**Exercise inputs**:

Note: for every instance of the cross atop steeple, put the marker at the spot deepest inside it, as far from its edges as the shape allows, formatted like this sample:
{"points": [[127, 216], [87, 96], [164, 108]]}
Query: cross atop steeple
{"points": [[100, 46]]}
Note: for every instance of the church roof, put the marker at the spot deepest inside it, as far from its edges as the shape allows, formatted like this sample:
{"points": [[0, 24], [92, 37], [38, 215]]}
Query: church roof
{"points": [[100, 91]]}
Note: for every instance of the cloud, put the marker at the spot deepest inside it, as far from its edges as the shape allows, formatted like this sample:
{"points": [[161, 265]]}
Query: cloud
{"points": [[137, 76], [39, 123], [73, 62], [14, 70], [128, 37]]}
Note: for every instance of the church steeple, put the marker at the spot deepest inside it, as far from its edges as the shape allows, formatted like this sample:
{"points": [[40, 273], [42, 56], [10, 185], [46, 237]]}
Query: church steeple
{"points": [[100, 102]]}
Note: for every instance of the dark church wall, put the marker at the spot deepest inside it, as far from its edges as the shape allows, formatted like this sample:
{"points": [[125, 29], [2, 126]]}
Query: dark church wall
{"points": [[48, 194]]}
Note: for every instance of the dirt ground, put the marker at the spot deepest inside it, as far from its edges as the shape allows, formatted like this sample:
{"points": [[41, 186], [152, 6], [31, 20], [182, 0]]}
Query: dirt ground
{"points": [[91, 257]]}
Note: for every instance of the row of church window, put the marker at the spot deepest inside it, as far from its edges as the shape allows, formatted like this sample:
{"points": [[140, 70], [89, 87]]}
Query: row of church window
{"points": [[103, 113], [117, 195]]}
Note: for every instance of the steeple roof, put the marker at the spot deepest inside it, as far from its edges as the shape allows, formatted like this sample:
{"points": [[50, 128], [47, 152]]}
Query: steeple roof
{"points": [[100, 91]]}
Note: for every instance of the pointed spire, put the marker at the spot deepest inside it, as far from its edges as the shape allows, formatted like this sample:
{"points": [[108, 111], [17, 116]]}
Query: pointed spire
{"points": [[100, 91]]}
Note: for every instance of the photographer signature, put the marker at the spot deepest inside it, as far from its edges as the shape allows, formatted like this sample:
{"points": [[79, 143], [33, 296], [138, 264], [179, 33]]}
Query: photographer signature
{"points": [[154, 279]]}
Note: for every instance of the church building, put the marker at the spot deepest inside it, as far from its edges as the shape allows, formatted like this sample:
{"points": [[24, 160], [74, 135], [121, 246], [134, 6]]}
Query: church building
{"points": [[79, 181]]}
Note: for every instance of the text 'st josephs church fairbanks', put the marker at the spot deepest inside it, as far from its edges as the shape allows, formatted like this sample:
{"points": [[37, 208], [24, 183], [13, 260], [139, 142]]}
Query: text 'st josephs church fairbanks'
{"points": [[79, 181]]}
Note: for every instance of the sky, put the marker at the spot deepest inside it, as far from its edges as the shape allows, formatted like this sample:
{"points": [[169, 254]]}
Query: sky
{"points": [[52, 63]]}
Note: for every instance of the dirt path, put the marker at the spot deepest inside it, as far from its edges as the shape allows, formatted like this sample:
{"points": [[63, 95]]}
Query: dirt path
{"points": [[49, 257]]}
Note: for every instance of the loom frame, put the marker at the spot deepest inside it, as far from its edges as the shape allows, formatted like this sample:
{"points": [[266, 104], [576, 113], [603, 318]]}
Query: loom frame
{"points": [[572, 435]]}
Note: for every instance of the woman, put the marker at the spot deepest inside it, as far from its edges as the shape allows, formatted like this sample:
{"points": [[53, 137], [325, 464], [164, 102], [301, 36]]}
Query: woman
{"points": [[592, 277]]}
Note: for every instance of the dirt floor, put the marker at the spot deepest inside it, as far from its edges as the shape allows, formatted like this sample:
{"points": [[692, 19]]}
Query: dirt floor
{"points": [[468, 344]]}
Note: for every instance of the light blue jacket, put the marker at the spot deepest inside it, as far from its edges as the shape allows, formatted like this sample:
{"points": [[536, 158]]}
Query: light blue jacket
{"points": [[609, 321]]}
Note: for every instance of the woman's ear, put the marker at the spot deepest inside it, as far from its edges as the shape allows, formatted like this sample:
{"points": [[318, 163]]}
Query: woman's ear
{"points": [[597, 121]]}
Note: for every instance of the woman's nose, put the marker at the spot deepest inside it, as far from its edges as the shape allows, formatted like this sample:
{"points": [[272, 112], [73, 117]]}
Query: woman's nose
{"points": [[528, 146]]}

**Exercise**: Extract every line from the one containing "Note: for every instance of the light" to the end of the entries, including both of those lines, exactly as given and with nothing added.

**Final result**:
Note: for every instance of the light blue jacket, put the marker at the spot deepest inside it, as far from its edges as the shape allows, formatted like this sample:
{"points": [[536, 158]]}
Query: light blue jacket
{"points": [[609, 321]]}
Note: for every instance of the woman's ear, put the marker at the spot deepest inside it, as far from its edges as the shape allows, formatted like this sample:
{"points": [[318, 163]]}
Query: woman's ear
{"points": [[597, 121]]}
Note: for every instance of the woman's nose, put the marker at the spot deepest inside it, as far from its edges as the shape allows, formatted like this sample:
{"points": [[272, 112], [73, 117]]}
Query: woman's nose
{"points": [[528, 146]]}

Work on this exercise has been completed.